What you need to do ->
- A) Extract the passage of the Affordable Care Act poll article that begins at the words "Public perception on" and stops after the words "the website problems.", copying it without changes.
- B) Write what comes next in the article on public opinion of the Affordable Care Act, starting after its last sentence.

Selected excerpt ->

*** Block opens ***

Public support for the Patient Protection and Affordable Care Act has held steady in spite of the exchanges’ widely reported website woes that have plagued enrollment and haunted the administration over the past month.
According to Kaiser Family Foundation’s October health tracking poll, released Friday, the public remains divided, but largely negative, on the law. Forty-four percent said they have an unfavorable view of the law, while 38 percent view the law favorably, virtually unchanged from September’s ratings. The remaining 18 percent said they “don’t know enough to say.”
Despite no change in public opinion over the law, the majority still acknowledge the implementation of the law hasn’t gone smoothly. Nearly half (48 percent) said the federal government has done a poor job implementing the law and another third (32 percent) rate its performance as “only fair.” State governments received higher marks for implementation, but the majority still rates their state’s performance as “only fair” (34 percent) or “poor” (29 percent).
Public perception on the law’s launch could have been much worse: The poll found the partial government shutdown and debt-ceiling debates both distracted Americans from the rough launch of healthcare.gov. More than four in 10 (44 percent) said they followed the fight over the shutdown and debt ceiling “very closely,” while half that many (22 percent) said the same about the website problems.

*** Block closes ***

Dataset excerpts ->

*** Block opens ***

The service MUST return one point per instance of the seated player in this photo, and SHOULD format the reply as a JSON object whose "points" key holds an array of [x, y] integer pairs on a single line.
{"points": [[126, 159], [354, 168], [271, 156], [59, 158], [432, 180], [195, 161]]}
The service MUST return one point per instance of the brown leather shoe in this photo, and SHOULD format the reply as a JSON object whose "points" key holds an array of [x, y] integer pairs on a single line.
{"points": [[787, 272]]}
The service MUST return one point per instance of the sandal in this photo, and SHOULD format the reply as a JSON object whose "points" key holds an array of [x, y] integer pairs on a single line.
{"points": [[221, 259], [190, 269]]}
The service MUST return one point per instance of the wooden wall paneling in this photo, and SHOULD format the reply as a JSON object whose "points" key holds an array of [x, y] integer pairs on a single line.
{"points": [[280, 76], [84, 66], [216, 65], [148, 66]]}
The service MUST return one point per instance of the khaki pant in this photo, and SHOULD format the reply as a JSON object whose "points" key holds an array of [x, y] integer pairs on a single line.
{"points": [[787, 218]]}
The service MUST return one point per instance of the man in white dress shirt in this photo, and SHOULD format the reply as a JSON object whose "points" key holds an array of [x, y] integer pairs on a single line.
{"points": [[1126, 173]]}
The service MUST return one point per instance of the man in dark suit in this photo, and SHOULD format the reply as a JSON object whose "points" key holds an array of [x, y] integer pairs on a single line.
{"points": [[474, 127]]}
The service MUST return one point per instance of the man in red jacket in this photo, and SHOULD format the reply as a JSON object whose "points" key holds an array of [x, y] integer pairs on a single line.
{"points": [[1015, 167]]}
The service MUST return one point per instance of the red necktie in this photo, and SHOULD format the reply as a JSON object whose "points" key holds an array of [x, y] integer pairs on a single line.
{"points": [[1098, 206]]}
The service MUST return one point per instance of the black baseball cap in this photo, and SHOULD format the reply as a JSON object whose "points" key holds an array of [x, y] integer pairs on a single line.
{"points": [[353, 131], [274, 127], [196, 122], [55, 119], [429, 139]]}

*** Block closes ***

Responses to the exercise ->
- A)
Public perception on the law’s launch could have been much worse: The poll found the partial government shutdown and debt-ceiling debates both distracted Americans from the rough launch of healthcare.gov. More than four in 10 (44 percent) said they followed the fight over the shutdown and debt ceiling “very closely,” while half that many (22 percent) said the same about the website problems.

- B)
The poll of 1,513 adults was conducted between Oct. 17-23, before the deluge of reports on people getting plan cancellation notices from carriers, the law’s latest hurdle.
Projected enrollment numbers have been much smaller than the administration had hoped, and poll after poll has found that Americans remain confused and uneducated about the law.
But Kaiser’s poll found the administration’s push to spread the word about PPACA has helped. This month, 59 percent said they saw some type of ad or commercial about the health care law, up from 43 percent last month. And, for the first time, the share saying they saw ads providing information about how to get coverage (36 percent) is about the same as those saying they saw ads for or against the law (38 percent for each).
The poll also indicated Americans aren’t ready to give up either: A total of 47 percent said they want Congress to keep or expand the law, versus 37 percent who said they want the law to be replaced or repealed.